**QUOTED TEXT**
Thursday, July 19, 2018

Preparation for a successful Data Lake in the cloud


A data lake is conceptual data architecture which is not based on any specific technology. So, the technical implementation can vary technology to technology, which means different types of storage can be utilized, which translates into varying features.
The pillars of a data lake also include scalable and durable storage of data, mechanisms to collect and organise that data, and tools to process and analyze the data and share the findings.
If we are talking about architectural point of views for a well-developed cloud-based data lake then it must be capable to serve many corporate audiences, including IT applications, infrastructure, and operations teams, data scientists and even line of business groups.
If you are planning to develop a successful data lake then you should have to consider the cloud service providers which allow organizations to avoid the cost and hassle of managing an on-premises data center by moving storage, compute, and networking to hosted solutions. Cloud services also offer many other advantages such as ease of provisioning, elasticity, scalability, and reduced administration. 
Apart from this, we should have to consider the following things:
Type of storage: Data Lake storage does matter for any organisation because it is directly link with cost and efforts.
The most common data lake implementations utilize:
HDFS (Hadoop Distributed File System)
Proprietary distributed file systems with HDFS compatibility (ex: Azure Data Lake Store)
Object storage (ex: Azure Blob Storage or Amazon S3)
The following options for a data lake are less commonly used due to greatly reduced flexibility:
Relational databases (ex: SQL Server, Azure SQL Database, Azure SQL Data Warehouse)
NoSQL databases (ex: Azure Cosmos DB)

Security capabilities- We have already stated that Data Lake is not based any specific technology. So, implementation of securities, privacy, and governance must be differed to technology to technology.
For example, service such as Azure Data Lake Store implements hierarchical security based on access control lists, whereas Azure Blob Storage implements key-based security. These capabilities are continually evolving in the cloud, so be sure to verify on a frequent basis.
Other hand, AWS has a number of ready-to-roll services here, including AWS Identity and Access Management (IAM) for roles, AWS Key Management Service (KMS) to create and control the encryption keys used to encrypt our data.
Data management services – Data is the most important component for any organisation which is used in different platforms. The data lake analogy is conceived to help bring a common and visual understanding to the benefits of distributed computing systems able to handle multiple types of data, in their native formats, with a high degree of flexibility and scalability.

With the right data captured from a variety of sources, we should be capable to expose that information to data professionals and business decision makers without an oppressive amount of red tape, or bureaucracy from IT.
For example, AWS is introducing AWS Glue as an ETL engine to easily understand data sources, prepare the data, and load it reliably to data stores. Azure Data Lake (ADL) integrations, developers who are required to manage information in those services can use Data Lake Explorer within ADL Tools for Visual Studio Code to get a better and quicker grasp of their cloud-based big data environments.

**WHAT TO DO**
Reproduce word for word the part of the data lake post that opens with the words containing "The following options" and closes with "SQL Data Warehouse)". Rely only on the data lake post when answering.

**DATA**

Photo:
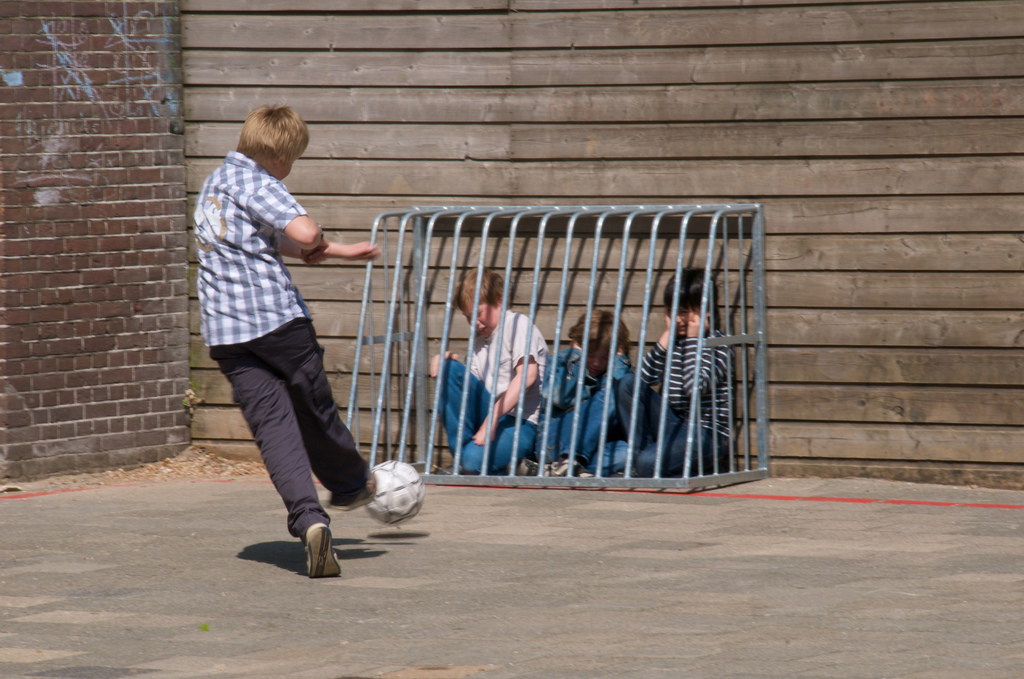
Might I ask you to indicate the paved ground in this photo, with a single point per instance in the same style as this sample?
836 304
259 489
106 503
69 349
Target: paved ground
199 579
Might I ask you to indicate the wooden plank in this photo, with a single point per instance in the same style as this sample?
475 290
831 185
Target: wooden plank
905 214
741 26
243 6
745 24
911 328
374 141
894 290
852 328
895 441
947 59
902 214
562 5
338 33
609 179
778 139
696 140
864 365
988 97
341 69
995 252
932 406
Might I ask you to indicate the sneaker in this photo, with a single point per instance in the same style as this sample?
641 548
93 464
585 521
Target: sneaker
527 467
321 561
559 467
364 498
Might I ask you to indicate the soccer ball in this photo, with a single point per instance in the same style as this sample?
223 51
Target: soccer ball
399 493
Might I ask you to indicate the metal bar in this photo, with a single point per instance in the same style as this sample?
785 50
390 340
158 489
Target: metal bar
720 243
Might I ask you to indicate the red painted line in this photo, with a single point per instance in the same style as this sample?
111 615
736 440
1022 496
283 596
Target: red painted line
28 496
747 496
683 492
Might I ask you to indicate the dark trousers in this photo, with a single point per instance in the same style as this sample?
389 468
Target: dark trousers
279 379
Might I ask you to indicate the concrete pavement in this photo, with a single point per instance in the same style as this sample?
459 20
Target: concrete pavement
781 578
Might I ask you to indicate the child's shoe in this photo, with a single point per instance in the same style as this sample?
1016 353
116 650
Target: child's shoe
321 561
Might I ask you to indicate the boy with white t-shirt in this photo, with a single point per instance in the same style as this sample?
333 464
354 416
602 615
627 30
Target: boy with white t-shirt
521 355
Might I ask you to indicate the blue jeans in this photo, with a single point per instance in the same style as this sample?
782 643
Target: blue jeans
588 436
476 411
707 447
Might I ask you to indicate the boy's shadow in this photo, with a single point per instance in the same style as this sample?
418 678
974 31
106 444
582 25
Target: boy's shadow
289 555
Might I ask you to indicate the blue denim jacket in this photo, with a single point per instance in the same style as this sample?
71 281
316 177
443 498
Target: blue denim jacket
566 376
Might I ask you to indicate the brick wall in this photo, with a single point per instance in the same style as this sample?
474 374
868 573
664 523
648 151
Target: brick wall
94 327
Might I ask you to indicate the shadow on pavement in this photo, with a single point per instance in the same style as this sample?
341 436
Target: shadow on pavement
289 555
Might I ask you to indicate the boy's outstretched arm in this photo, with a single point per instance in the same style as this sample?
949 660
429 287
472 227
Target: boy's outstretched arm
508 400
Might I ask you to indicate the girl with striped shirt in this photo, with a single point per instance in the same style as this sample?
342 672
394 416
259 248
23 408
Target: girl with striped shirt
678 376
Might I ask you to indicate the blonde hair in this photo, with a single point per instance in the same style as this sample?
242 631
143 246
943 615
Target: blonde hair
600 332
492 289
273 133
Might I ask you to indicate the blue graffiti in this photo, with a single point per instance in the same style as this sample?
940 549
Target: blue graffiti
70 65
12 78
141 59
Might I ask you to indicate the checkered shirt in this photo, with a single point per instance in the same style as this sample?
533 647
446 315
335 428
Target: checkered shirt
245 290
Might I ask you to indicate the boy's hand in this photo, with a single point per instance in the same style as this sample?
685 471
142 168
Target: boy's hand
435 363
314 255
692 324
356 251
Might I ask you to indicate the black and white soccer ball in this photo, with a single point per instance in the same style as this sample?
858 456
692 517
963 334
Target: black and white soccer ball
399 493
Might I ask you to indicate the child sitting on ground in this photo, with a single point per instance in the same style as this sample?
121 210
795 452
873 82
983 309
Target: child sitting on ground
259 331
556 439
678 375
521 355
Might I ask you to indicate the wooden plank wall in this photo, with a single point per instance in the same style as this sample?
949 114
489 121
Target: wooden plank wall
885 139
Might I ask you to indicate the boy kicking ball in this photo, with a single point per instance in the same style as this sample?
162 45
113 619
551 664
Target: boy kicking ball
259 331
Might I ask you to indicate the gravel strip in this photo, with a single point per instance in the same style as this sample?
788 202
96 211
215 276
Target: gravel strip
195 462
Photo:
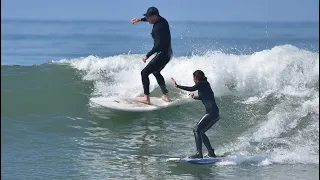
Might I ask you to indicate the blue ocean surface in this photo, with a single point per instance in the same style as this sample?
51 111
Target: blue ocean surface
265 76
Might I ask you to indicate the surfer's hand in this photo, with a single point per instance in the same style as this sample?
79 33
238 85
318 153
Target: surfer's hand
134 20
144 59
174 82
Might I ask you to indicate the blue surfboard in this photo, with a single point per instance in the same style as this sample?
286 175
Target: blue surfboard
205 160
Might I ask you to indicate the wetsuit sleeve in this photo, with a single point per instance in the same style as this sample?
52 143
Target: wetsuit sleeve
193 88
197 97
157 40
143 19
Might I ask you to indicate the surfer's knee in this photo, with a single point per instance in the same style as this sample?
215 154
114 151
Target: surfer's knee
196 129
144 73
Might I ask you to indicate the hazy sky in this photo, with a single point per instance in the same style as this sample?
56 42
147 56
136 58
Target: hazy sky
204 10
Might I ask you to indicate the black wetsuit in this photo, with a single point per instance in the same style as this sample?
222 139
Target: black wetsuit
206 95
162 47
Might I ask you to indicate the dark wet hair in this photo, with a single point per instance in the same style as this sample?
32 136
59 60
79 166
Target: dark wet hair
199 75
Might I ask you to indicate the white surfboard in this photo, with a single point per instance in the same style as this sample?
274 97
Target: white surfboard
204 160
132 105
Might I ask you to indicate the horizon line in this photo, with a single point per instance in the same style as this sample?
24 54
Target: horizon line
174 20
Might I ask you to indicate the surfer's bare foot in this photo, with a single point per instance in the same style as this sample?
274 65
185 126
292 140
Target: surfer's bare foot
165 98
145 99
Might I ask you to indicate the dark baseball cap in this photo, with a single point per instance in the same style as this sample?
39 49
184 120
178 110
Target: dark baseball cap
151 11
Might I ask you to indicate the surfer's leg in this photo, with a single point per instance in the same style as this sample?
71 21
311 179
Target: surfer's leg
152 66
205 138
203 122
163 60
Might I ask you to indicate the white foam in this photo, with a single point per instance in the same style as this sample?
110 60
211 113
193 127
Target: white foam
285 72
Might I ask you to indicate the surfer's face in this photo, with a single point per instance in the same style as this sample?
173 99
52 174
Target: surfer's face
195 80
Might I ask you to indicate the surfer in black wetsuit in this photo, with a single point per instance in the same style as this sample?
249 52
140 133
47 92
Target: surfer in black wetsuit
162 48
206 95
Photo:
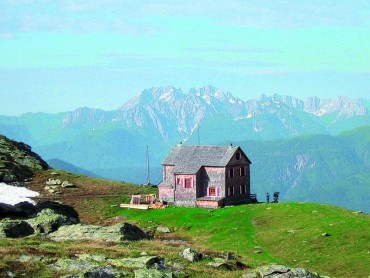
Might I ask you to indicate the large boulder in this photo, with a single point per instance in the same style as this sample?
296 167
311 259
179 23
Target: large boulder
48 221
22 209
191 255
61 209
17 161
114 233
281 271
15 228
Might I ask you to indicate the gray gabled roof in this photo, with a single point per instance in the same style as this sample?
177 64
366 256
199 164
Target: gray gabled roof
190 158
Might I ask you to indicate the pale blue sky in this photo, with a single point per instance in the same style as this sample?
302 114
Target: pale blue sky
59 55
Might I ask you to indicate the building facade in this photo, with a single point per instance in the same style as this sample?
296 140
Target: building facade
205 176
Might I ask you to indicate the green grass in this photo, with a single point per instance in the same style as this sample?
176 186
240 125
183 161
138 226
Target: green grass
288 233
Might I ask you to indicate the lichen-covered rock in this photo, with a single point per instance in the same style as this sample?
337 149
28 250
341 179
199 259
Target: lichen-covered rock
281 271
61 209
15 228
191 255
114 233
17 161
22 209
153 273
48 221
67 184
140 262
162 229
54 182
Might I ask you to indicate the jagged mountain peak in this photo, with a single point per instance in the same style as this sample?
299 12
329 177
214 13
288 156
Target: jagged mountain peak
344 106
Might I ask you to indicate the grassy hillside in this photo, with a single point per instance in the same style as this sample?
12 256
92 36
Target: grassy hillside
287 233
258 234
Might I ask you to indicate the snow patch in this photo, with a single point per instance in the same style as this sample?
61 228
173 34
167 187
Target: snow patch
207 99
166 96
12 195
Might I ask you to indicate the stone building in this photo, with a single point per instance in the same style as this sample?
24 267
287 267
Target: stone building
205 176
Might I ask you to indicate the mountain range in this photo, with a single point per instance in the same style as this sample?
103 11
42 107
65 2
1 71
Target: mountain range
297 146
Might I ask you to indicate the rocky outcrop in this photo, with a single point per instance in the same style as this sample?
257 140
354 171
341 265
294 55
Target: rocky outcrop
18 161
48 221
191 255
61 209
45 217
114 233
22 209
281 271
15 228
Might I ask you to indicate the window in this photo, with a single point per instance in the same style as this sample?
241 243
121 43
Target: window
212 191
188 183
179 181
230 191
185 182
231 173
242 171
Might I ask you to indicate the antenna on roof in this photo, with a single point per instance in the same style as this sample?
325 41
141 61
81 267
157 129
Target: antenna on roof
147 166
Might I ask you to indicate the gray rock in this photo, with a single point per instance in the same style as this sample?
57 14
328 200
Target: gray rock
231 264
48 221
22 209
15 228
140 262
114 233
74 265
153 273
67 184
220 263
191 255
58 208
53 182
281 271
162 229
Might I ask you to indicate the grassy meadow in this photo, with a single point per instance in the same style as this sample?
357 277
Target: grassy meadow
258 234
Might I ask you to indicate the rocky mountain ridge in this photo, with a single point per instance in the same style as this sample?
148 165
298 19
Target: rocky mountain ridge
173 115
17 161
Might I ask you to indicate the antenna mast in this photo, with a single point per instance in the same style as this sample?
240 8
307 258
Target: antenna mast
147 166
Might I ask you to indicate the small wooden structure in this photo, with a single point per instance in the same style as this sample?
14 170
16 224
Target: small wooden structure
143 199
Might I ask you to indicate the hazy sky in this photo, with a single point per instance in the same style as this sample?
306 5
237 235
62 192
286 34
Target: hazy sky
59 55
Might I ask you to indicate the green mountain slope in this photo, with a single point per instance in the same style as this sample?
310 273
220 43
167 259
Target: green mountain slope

**ANSWER IN FULL**
The following options for a data lake are less commonly used due to greatly reduced flexibility:
Relational databases (ex: SQL Server, Azure SQL Database, Azure SQL Data Warehouse)